EXERCISE GOAL:
Rewrite every one of the items below, replacing "re-annotate from scratch" with "annotate again from the beginning" and leaving everything else as it is. Leave the pictures out of your answer.

____ LISTING

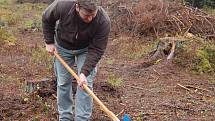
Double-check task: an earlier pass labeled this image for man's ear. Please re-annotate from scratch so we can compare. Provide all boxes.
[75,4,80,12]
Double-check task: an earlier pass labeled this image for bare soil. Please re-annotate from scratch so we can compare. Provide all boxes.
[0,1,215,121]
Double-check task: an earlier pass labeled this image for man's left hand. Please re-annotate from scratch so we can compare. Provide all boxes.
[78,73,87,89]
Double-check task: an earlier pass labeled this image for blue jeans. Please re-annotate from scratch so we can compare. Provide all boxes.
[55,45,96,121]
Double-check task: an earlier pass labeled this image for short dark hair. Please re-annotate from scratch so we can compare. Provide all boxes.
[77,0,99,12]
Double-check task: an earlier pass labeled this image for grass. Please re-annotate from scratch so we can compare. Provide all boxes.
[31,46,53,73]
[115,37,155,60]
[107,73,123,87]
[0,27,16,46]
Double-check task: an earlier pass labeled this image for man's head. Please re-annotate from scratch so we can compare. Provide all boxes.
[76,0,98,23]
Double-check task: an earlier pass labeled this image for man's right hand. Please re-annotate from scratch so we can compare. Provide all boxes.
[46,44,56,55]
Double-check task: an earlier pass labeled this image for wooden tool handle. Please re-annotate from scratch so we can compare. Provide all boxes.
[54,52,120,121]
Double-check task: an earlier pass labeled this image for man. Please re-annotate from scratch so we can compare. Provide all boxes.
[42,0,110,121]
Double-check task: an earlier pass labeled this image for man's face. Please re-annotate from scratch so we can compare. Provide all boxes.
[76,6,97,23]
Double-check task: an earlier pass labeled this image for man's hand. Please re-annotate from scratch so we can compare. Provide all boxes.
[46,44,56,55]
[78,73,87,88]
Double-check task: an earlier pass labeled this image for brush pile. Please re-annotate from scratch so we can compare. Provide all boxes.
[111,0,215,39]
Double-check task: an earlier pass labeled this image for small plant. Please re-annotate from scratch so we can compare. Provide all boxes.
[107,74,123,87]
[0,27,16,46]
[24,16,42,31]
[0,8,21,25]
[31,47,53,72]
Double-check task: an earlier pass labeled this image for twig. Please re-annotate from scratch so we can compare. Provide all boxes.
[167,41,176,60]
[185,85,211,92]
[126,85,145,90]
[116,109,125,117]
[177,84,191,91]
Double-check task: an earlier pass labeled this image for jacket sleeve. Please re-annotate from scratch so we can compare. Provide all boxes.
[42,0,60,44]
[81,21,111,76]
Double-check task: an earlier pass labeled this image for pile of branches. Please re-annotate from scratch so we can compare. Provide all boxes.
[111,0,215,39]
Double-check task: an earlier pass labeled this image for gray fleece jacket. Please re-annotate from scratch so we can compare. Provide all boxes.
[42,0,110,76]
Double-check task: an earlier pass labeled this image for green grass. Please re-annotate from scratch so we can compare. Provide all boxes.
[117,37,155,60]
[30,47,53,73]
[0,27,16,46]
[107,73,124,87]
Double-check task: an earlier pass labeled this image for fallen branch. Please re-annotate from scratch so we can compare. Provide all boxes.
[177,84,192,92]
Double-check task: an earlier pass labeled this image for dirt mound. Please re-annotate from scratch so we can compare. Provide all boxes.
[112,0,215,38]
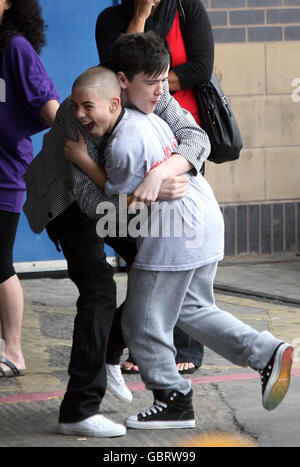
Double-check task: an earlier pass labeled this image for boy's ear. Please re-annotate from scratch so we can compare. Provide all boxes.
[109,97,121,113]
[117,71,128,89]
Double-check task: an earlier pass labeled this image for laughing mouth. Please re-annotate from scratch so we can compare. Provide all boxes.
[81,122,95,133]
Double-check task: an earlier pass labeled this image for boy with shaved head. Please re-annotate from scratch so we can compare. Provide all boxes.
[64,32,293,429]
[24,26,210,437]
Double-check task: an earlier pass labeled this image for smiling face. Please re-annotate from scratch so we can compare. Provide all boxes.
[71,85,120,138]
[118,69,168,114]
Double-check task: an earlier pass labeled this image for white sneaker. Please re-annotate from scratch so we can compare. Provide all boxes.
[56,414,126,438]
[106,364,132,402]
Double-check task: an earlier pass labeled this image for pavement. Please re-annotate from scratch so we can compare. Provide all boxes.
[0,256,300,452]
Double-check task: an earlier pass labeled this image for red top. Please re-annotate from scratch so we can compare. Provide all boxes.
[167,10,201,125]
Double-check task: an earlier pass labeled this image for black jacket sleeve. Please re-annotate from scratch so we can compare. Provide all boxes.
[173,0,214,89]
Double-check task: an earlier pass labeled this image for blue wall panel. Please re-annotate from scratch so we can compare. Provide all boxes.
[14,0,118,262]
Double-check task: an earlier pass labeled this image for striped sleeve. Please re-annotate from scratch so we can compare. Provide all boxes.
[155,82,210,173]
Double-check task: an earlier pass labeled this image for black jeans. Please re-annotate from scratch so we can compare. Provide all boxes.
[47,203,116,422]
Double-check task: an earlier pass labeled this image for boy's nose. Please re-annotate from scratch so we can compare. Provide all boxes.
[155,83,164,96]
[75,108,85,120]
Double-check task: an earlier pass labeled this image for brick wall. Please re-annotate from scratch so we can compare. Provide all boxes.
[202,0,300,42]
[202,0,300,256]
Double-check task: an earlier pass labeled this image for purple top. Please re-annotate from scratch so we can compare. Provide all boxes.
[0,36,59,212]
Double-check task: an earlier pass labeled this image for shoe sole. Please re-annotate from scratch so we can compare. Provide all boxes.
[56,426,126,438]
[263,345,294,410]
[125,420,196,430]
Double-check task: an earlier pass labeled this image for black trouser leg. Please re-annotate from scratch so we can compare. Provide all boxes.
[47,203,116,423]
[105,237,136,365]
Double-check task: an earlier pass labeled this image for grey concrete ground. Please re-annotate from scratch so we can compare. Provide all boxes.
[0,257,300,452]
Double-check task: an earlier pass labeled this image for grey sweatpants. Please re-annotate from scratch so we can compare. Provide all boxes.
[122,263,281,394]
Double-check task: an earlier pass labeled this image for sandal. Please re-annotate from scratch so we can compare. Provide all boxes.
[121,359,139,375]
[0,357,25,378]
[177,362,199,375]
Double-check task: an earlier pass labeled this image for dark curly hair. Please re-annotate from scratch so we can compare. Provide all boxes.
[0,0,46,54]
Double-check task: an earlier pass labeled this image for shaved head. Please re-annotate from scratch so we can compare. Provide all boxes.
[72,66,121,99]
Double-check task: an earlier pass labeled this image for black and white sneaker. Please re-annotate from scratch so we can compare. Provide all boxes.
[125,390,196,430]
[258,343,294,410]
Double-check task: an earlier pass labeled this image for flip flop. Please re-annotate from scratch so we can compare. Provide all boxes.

________

EXERCISE OUTPUT:
Double-check task: an earlier pass labeled this image for man's ear. Please annotate again from the beginning so we can compare. Provide all boxes.
[75,4,80,12]
Double-check task: an earlier pass labeled this image for bare soil. Please annotate again from the beginning so we can compare. Provide all boxes.
[0,1,215,121]
Double-check task: an earlier pass labeled this image for man's left hand. Please annotate again from the beginning so we can compare. Provide all boxes.
[78,73,87,89]
Double-check task: an earlier pass labeled this image for blue jeans. Please annotate again from the beginning so we can compare. Provide all boxes.
[55,45,96,121]
Double-check task: an earlier pass labeled this image for short dark hair. Please annotate again from the beginning so we can compare. Provide all boxes.
[77,0,99,12]
Double-check task: an earlier pass labeled this image for grass. Please annotate again from the beginning so we can compare. Provide all boxes.
[31,46,53,73]
[115,37,155,60]
[107,73,123,87]
[0,27,16,46]
Double-check task: an earlier pass labeled this image for man's head. Please annotate again from the beginning so we can compare. Provide all boxes.
[76,0,98,23]
Double-check task: an earlier pass labeled this image for man's right hand. Please annotate again from the beginning so we can compare. Provide all boxes.
[46,44,56,55]
Double-check task: an earlier pass labeled this image for wooden tool handle. Please annotate again from the beginning so we can compare. Provide all boxes.
[54,52,120,121]
Double-check task: an earlier pass labeled this image for man. Please annotate again from the beginning so we can compare. Provide all boxes.
[42,0,110,121]
Double-check task: an earlier pass labeled this image for man's face. Please annotate again from the beginning so we can compare. Provide all boxes.
[76,6,97,23]
Double-check task: an earlier pass labeled this image for man's hand. Please annotate again from the beginning so we can compare. Provide all boxes.
[46,44,56,55]
[78,73,87,88]
Double-check task: an earlier pass labeled this image for brush pile. Please annotate again from the beginning so we can compare. Provide all boxes.
[111,0,215,39]
Double-check task: an earlier pass labeled this image for small plant. Please annotate again from the beginning so we can compare. Provide all boxes.
[107,74,123,87]
[0,27,16,46]
[24,16,42,31]
[0,8,21,25]
[31,47,53,72]
Double-check task: an earlier pass labeled this image for twig. Please annotate again from the beginning so we can compare. Provide all boxes.
[167,41,176,60]
[185,85,211,92]
[126,85,145,90]
[116,109,125,117]
[177,84,191,91]
Double-check task: an earlier pass labeled this image for jacket sleeve. Please annotate again from the beginning so we can compare. Provide all boxes.
[42,0,60,44]
[81,21,111,76]
Double-check task: an earlier pass labeled this image for pile of branches. Please annotate again from the beginning so we can compare. Provide all boxes.
[111,0,215,39]
Double-check task: an earlier pass labeled this image for gray fleece jacket. Please annotate again from the beginning so we can compare. Provide all boxes.
[42,0,110,76]
Double-check task: an earlier pass labeled this image for green grass. Please annotate again from the beginning so we can compare. Provide all boxes.
[117,37,155,60]
[30,47,53,73]
[0,27,16,46]
[107,73,124,87]
Double-check task: an earlier pass labeled this image for fallen branch. Please annotate again from the beginning so we can compare. Provide all boxes.
[177,84,192,92]
Double-check task: an earlier pass labeled this image for dirt mound. Please annotate again from the beginning so we can compare. Provide all boxes.
[112,0,215,38]
Double-check task: an earlier pass labeled this image for boy's ear. Please annotate again from the beginning so we can compare. Provide all boxes.
[109,97,121,113]
[117,71,128,89]
Double-check task: an earlier pass labeled this image for laughing mouth. Please annotate again from the beginning so we can compare. Provide all boxes.
[81,122,95,133]
Double-check task: an earlier pass labeled this image for boy with shaved head. Please annotate again from the beginning so we can compare. Provide all boxes.
[64,32,293,429]
[24,26,210,437]
Double-check task: an earlier pass labeled this image for smiling face. Please annotate again from the beginning so we can compare. Provide all boxes.
[71,85,120,138]
[118,69,168,114]
Double-check task: an earlier pass labeled this image for white sneaker. Please annotate again from the beginning so we can compare. Provide all boxes.
[56,414,126,438]
[106,364,132,402]
Double-check task: an earlier pass labeled this image for pavement. Please annotate again from the beginning so we can compare. Provide all boxes.
[0,256,300,452]
Double-check task: an earlier pass labeled this image for red top. Please annotate again from the beginning so we can compare. Provide all boxes.
[167,10,201,125]
Double-check task: an earlier pass labeled this image for black jacket sleeve. Please annotate again from the beginning so we can compare. Provide all boxes.
[173,0,214,89]
Double-check task: an earlier pass labeled this image for blue wall panel. Please annotate again from the beginning so we can compare. Provide all boxes.
[14,0,118,262]
Double-check task: an earlier pass labeled this image for striped sleeve. Please annotate again from the beginning so we can compare. Provide all boxes.
[155,82,210,173]
Double-check task: an earlier pass labeled this image for black jeans. Please annotate again from the beginning so we can compare. Provide all boxes.
[47,203,116,422]
Double-check task: an earlier pass labeled this image for boy's nose. Please annotate again from the beginning so we can compare. Provide all boxes.
[155,83,164,96]
[75,108,85,120]
Double-check task: an earlier pass labeled this image for brick wall. Please annotate again from the beginning so we can compare. Provide all boxes.
[202,0,300,42]
[202,0,300,256]
Double-check task: an earlier pass labeled this image for purple top. Please annotate again from the beginning so we can compare. Provide all boxes.
[0,36,59,212]
Double-check task: an earlier pass labeled this image for shoe sole. Please annotate again from the beginning so we can compare. Provide all boxes.
[56,426,126,438]
[263,345,294,410]
[125,420,196,430]
Double-check task: an earlier pass labeled this image for black trouser leg. Please annotate again from the beginning so we can compare. Provide all boxes.
[47,203,116,423]
[105,237,136,365]
Double-check task: an earlier pass labeled this image for grey concrete ground. Please annotate again from the beginning so we can compare. Provide all boxes.
[0,257,300,452]
Double-check task: an earlier pass labeled this image for grey sweatpants. Please annotate again from the beginning so we can compare. Provide all boxes.
[122,263,281,394]
Double-check task: an earlier pass labeled this image for sandal. Please annotate again from the beginning so we can compare. Provide all boxes.
[121,359,139,375]
[0,357,25,378]
[177,362,199,375]
Double-check task: an earlier pass labeled this image for dark curly hair. Please annotate again from the beginning so we can compare. Provide all boxes.
[0,0,46,54]
Double-check task: an earlier pass labeled this image for shaved head. Please annotate again from the beginning so we can compare. Provide all boxes.
[72,66,121,99]
Double-check task: an earlier pass labeled this image for black and white sneaker. Please annotate again from the beginning so we can compare. Provide all boxes.
[125,390,196,430]
[258,343,294,410]
Double-check task: an earlier pass labeled this image for flip flop. Please annotate again from the beginning so we can compare. Provide all boxes.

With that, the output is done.